:: Text extract

Simulation 2 complete. Average Margin: 0.05779166144222979
Simulation 3 complete. Average Margin: 0.054888937626219214
Simulation 4 complete. Average Margin: 0.013952566444220748

- Simulation of a Betting System which Monitors the Distribution of Bets

The function below effectively performs the opposite function of the softmax function used to generate the betting proportions in the function above. It looks at the proportion of bets that were placed on each outcome, and generates 3 values which sum to zero, and which can be summed with the current betting probabilities to adjust them to move closer towards the true probabilities (assuming that the betting proportions reflect which odds were nearest to / furthest from the true probabilities).

::::
:: Supplied data

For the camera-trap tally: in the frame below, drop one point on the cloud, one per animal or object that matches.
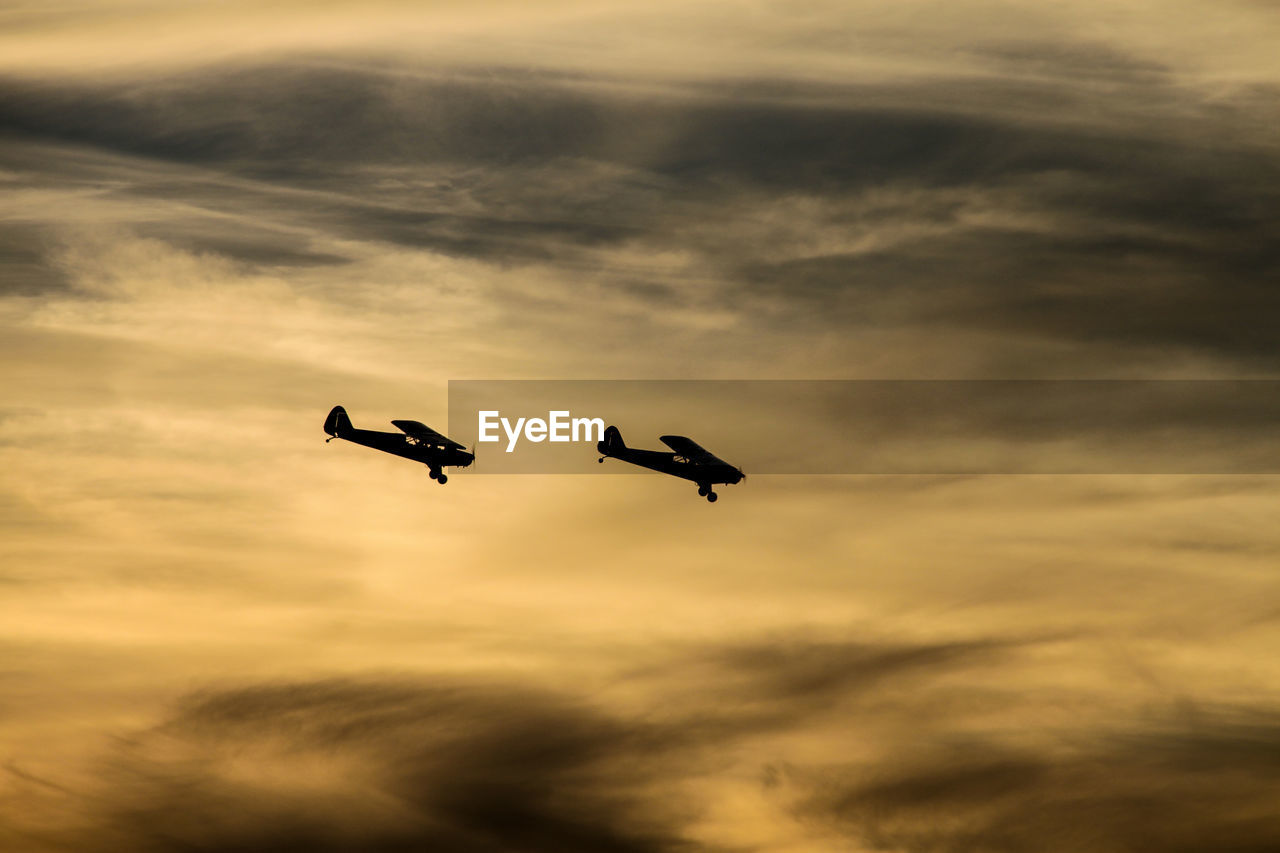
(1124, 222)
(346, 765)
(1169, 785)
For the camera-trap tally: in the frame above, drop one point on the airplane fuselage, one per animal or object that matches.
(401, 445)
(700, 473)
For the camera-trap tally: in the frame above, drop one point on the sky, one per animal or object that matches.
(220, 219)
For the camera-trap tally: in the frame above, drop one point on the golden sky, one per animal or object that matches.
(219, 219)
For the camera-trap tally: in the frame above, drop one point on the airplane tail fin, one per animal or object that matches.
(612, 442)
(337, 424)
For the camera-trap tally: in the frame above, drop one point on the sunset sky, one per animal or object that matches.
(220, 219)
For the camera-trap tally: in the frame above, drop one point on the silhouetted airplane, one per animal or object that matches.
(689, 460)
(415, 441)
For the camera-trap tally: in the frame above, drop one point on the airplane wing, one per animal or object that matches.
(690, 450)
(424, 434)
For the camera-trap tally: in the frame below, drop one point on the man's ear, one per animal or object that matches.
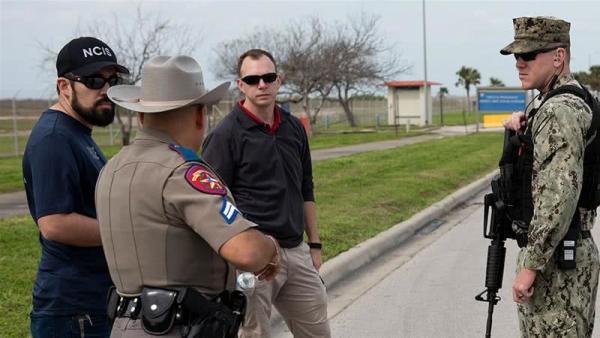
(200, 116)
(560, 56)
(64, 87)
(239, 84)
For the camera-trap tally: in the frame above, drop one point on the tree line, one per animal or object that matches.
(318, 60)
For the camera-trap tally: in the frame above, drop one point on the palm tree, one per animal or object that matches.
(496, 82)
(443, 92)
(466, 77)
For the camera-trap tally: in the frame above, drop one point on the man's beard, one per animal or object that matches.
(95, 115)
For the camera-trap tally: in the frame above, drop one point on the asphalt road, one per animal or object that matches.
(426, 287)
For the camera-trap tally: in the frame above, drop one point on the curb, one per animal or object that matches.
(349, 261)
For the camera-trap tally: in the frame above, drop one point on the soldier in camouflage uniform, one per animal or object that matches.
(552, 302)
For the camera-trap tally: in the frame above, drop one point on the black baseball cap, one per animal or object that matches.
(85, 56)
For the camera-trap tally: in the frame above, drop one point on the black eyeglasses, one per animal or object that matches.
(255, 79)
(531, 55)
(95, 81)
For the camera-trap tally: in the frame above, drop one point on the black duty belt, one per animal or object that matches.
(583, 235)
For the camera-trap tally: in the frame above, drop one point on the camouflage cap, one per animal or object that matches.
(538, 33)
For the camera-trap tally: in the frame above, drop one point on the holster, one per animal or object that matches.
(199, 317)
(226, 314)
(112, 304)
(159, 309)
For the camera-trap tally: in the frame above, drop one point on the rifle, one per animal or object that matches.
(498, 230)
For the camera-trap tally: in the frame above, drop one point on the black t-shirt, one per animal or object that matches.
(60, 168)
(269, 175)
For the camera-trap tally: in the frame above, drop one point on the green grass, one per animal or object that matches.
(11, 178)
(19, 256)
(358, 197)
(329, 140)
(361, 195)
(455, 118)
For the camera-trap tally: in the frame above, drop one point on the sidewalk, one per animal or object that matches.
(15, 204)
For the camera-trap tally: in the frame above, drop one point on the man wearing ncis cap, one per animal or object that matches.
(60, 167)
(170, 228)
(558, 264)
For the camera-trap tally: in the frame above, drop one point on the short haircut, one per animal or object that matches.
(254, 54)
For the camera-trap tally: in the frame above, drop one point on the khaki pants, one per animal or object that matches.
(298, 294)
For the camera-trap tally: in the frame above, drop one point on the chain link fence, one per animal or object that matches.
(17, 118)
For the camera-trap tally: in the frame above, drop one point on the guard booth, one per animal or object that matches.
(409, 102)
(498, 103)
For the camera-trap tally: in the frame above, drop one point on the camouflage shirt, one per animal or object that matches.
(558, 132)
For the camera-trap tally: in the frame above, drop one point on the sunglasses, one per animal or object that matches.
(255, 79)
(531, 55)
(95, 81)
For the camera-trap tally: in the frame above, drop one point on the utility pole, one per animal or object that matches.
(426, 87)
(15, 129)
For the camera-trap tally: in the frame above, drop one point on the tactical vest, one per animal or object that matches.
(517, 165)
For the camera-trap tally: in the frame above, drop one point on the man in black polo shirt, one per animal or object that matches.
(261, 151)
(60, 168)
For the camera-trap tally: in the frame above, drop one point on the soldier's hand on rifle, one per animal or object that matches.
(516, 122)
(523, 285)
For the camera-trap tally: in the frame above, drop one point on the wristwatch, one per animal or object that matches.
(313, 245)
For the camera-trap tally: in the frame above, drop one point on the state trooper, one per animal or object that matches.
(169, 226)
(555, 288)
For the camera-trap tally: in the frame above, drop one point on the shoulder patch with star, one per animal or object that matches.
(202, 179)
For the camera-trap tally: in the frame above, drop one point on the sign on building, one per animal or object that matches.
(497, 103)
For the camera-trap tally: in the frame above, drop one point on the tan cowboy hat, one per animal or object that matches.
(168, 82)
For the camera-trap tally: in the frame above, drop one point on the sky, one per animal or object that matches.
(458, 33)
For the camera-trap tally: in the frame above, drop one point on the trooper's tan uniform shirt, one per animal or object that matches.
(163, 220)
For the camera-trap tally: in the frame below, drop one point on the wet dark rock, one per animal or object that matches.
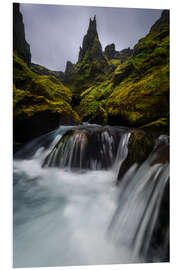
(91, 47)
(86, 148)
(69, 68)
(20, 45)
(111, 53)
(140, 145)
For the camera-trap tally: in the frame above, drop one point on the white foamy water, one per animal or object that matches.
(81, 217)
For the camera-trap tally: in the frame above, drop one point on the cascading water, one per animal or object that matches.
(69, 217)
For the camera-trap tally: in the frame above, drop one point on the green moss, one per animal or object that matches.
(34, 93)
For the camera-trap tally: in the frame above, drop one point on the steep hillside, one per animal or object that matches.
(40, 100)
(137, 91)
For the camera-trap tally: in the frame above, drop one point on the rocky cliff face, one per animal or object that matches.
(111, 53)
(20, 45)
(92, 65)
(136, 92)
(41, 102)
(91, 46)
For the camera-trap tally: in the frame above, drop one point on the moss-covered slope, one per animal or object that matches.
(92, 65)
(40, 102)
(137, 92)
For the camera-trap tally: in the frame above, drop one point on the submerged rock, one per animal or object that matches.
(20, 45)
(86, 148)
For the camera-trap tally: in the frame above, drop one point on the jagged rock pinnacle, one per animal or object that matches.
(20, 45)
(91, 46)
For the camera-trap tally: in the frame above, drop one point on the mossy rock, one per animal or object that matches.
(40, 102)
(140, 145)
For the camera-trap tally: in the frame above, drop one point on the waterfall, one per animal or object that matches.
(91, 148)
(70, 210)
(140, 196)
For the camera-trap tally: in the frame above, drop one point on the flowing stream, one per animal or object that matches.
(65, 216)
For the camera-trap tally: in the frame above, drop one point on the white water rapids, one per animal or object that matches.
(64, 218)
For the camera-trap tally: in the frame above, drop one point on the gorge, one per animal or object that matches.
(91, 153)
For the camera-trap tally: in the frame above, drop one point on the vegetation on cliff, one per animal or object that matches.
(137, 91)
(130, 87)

::::

Brief 1
Reproduce the betting simulation text starting with "- Simulation of" and going on through "the true probabilities).".
Brief 2
Write what comes next in the betting simulation text, picking up right after its last sentence.
The rows are taken from a separate source.

Task output 1
- Simulation of a Betting System which Monitors the Distribution of Bets

The function below effectively performs the opposite function of the softmax function used to generate the betting proportions in the function above. It looks at the proportion of bets that were placed on each outcome, and generates 3 values which sum to zero, and which can be summed with the current betting probabilities to adjust them to move closer towards the true probabilities (assuming that the betting proportions reflect which odds were nearest to / furthest from the true probabilities).

Task output 2
In [173]:
def get_inv_softmax(bets, C_prob_imbalance=10):
    
    # get proportion of bets made on each outcome (ensures each class has at least 1 bet to avoid issues with log(0) later)
    bet_prop = [((bets=='A').sum()+1) / (len(bets)+3), 
                ((bets=='D').sum()+1) / (len(bets)+3), 
                ((bets=='H').sum()+1) / (len(bets)+3)]
    
    # get log of bet_prop values
    inv_soft = np.log(bet_prop)
    
    # divide each value by a constant relating to imbalance in probabilities 
    inv_soft = [(x / C_prob_imbalance) for x in inv_soft]
    # subtract mean from all values so output values sum to 0 (so that the margin is not changed)    
    inv_soft = [(x - np.mean(inv_soft)) for x in inv_soft]
    
    return inv_soft

We can then create a final betting simulation function which works very similarly to the simulation function above, but it also monitors the proportion of bets placed on each outcome over a set number of regular periods and modifies the betting oddsin response to significant betting trends seen in the market.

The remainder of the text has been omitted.